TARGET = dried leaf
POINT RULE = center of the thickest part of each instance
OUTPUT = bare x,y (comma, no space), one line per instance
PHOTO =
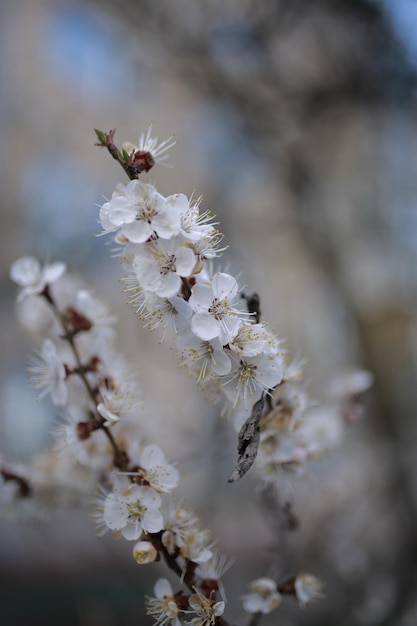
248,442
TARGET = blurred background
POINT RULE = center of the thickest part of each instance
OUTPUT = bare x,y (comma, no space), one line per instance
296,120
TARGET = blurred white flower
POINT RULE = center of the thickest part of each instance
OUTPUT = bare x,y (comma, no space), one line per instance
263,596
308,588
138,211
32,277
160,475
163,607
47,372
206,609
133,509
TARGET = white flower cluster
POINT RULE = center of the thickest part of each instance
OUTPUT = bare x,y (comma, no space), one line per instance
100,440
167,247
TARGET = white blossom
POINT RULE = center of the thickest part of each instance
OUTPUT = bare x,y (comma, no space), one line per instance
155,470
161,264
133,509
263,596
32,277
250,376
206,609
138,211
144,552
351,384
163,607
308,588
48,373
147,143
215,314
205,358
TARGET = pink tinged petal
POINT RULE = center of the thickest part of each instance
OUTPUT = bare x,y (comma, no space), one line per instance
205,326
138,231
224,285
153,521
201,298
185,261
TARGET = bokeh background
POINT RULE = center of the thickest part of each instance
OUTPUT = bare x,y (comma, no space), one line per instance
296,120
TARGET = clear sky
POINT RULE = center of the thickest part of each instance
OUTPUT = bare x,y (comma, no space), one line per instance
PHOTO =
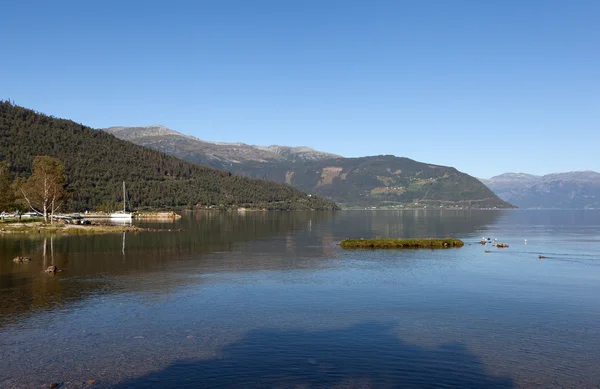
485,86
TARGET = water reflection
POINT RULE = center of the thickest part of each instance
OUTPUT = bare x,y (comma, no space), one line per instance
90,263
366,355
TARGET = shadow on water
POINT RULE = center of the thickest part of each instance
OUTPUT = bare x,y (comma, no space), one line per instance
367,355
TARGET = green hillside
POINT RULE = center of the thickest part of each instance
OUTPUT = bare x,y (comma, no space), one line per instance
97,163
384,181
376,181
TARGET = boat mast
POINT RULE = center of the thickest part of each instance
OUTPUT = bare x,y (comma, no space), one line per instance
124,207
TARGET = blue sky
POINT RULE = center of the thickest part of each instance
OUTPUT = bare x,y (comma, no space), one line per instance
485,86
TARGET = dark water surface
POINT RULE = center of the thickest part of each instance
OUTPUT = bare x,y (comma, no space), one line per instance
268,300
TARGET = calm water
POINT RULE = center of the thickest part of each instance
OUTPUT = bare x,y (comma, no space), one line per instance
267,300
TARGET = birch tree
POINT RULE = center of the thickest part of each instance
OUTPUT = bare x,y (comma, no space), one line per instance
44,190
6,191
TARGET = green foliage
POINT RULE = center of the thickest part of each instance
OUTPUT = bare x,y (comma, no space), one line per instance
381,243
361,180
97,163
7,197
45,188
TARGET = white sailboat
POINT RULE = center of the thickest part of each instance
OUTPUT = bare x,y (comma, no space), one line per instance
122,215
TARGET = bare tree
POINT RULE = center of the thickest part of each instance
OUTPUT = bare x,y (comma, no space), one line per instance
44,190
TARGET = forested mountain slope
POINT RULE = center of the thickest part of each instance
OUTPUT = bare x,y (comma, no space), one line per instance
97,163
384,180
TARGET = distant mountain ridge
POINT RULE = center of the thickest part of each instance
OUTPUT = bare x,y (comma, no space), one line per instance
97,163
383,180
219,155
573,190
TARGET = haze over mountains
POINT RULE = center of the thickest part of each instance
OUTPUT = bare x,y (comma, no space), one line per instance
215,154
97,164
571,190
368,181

--- --- ---

• Work to be completed:
Output each line above exactly. Skip the images.

• Answer for this exercise:
TARGET = dried leaf
POINT RULE = center of the thickest part of each instance
OUTPUT = bare x,y (comma, no space), one line per instance
PHOTO =
248,442
TARGET = blurred background
POINT RULE = center of the thickest part of each instance
OUTPUT = bare x,y (comma, no space), one line per instance
296,120
TARGET = blurred white flower
POINT RULE = center of the thickest part of each instance
OUTPUT = bare x,y (comma, no space), one line per instance
263,596
308,588
138,211
32,277
160,475
163,607
47,372
206,609
133,509
TARGET = white flower cluster
POINT RULE = center of the thickest part of each instance
OUTPUT = bare x,y (comma, no space), one line per instance
100,440
167,247
TARGET = white blossom
POINT RULE = center of the thickest part of each instance
OUTPUT = bare x,y (comma, no space), one line per instance
155,470
161,264
133,509
263,596
32,277
250,376
206,609
138,211
144,552
351,384
163,607
308,588
48,373
147,143
215,314
205,358
TARGET = pink tinged petal
POINT RULE = center of the thickest part of each instance
OUTPUT = bare x,y (comma, no space), one line per instance
205,326
138,231
224,285
153,521
201,298
185,261
TARGET = bokeh background
POINT RULE = center of the thickest part of each instance
OUTPUT = bare x,y (comma, no space), one line per instance
296,120
TARGET = clear sky
POINT RULE = center of the thickest part of each instance
OUTPUT = bare x,y (comma, no space), one line per instance
PHOTO =
485,86
TARGET = water reflection
POINT RULE = center of the thickest part of each instance
OUTPUT = bare x,y (comma, no space), one line per instance
90,263
366,355
TARGET = shadow on water
POINT RULE = center of the thickest part of each instance
OUTPUT = bare x,y (comma, no space), one line per instance
367,355
TARGET = green hillside
POINT RULE = center of the thickest part of each instance
OUTPUT = bare x,y (comma, no space), one line per instance
97,163
384,181
376,181
TARGET = boat mast
POINT RULE = center of the thickest part of each instance
OUTPUT = bare x,y (comma, no space), one line per instance
124,207
TARGET = blue sky
POINT RULE = center of the thickest part of each instance
OUTPUT = bare x,y (comma, no space), one line per instance
485,86
TARGET = dark water surface
POINT RULE = center of the thickest part of each instance
OUTPUT = bare x,y (comma, no space), one line per instance
268,300
TARGET = calm water
POINT RULE = center of the thickest part of each instance
OUTPUT = bare x,y (comma, no space), one line per instance
267,300
TARGET = birch tree
POINT RULE = center of the thickest part of each instance
OUTPUT = bare x,y (comma, no space), one line per instance
44,190
6,191
TARGET = green foliage
POINT RULE = center of the thickest part of each instance
OUTPUT = bare x,y (comma, no space), one line per instance
381,243
361,180
97,163
7,197
45,188
TARGET = white sailboat
POINT RULE = center of the thickest part of each instance
OUTPUT = bare x,y (comma, no space), one line per instance
122,215
TARGET = bare tree
POINT RULE = center of the thickest part of each instance
OUTPUT = bare x,y (comma, no space), one line per instance
44,190
TARGET = forested mountain slope
POINT RULE = center of the thickest part of each instance
OUTPUT = bare x,y (comma, no space), one line per instance
97,163
384,180
TARGET = distant mountain ridge
POINT RULE = center of the thickest part of each instance
OUTPUT = bare x,y (comma, no space), one line per instance
97,163
383,180
219,155
573,190
TARGET = haze over mountains
POINT RULE = center of the thickest part of each instance
OUTPUT = bare x,y (comma, no space), one line per instance
215,154
97,164
571,190
368,181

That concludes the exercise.